§ **TASK DETAILS**
Your whole reply should be the lines from the one that contains "Where can you find the narrow" through the last line of the listing, copied exactly.
————————
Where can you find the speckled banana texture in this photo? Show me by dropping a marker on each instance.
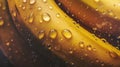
(62, 35)
(20, 52)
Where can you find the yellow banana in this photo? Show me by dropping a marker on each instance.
(20, 52)
(107, 7)
(101, 23)
(62, 35)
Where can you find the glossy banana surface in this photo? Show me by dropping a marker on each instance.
(98, 16)
(62, 35)
(20, 52)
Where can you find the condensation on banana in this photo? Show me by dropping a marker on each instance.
(17, 50)
(62, 35)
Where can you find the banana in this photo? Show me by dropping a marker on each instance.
(98, 16)
(20, 52)
(62, 35)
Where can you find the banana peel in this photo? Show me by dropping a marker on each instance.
(20, 52)
(97, 16)
(62, 35)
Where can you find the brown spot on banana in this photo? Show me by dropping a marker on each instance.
(63, 36)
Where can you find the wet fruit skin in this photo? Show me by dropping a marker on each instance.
(62, 36)
(104, 25)
(19, 51)
(92, 17)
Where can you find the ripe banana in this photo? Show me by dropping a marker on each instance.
(19, 52)
(98, 16)
(62, 35)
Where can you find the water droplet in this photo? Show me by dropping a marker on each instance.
(44, 1)
(104, 40)
(57, 15)
(94, 29)
(32, 2)
(24, 1)
(86, 55)
(89, 47)
(96, 0)
(97, 61)
(71, 52)
(41, 35)
(46, 17)
(14, 14)
(67, 33)
(39, 8)
(31, 18)
(102, 64)
(8, 44)
(113, 54)
(50, 7)
(40, 20)
(118, 37)
(23, 7)
(81, 44)
(0, 4)
(53, 34)
(1, 22)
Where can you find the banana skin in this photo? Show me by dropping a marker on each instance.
(97, 16)
(62, 35)
(19, 52)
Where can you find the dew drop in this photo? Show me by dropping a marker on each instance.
(57, 15)
(102, 64)
(1, 22)
(67, 33)
(96, 0)
(81, 44)
(24, 1)
(104, 40)
(118, 37)
(23, 7)
(113, 54)
(86, 55)
(14, 14)
(31, 18)
(40, 20)
(32, 2)
(46, 17)
(50, 7)
(71, 52)
(8, 44)
(39, 8)
(89, 47)
(0, 4)
(41, 35)
(53, 34)
(44, 1)
(97, 61)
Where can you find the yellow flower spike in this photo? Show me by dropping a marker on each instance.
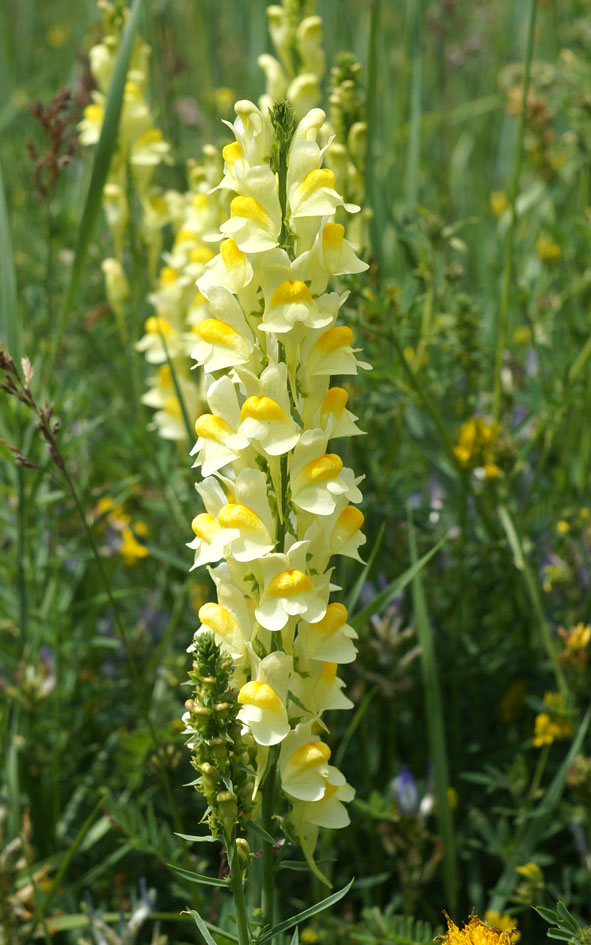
(498, 202)
(249, 208)
(225, 627)
(548, 251)
(260, 695)
(168, 276)
(156, 325)
(329, 672)
(321, 177)
(262, 408)
(200, 202)
(271, 348)
(205, 526)
(232, 153)
(288, 583)
(531, 872)
(264, 711)
(476, 932)
(290, 292)
(335, 401)
(335, 617)
(94, 114)
(335, 338)
(212, 428)
(216, 332)
(238, 516)
(231, 254)
(201, 254)
(323, 468)
(171, 406)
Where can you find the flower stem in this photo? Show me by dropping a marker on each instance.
(268, 807)
(533, 594)
(509, 242)
(238, 893)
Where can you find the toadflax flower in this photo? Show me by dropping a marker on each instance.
(279, 501)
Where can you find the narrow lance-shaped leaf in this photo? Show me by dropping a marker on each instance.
(100, 170)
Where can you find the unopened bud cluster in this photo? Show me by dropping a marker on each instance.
————————
§ **SOLUTION TO THE PROBLEM**
Where can you find the narrow lance-shaped leaf in this photo? Show me by dropping a marker on each instance.
(100, 170)
Where can you find the unopened bud cluster in this photo? Show me by dropping a marker on each instance.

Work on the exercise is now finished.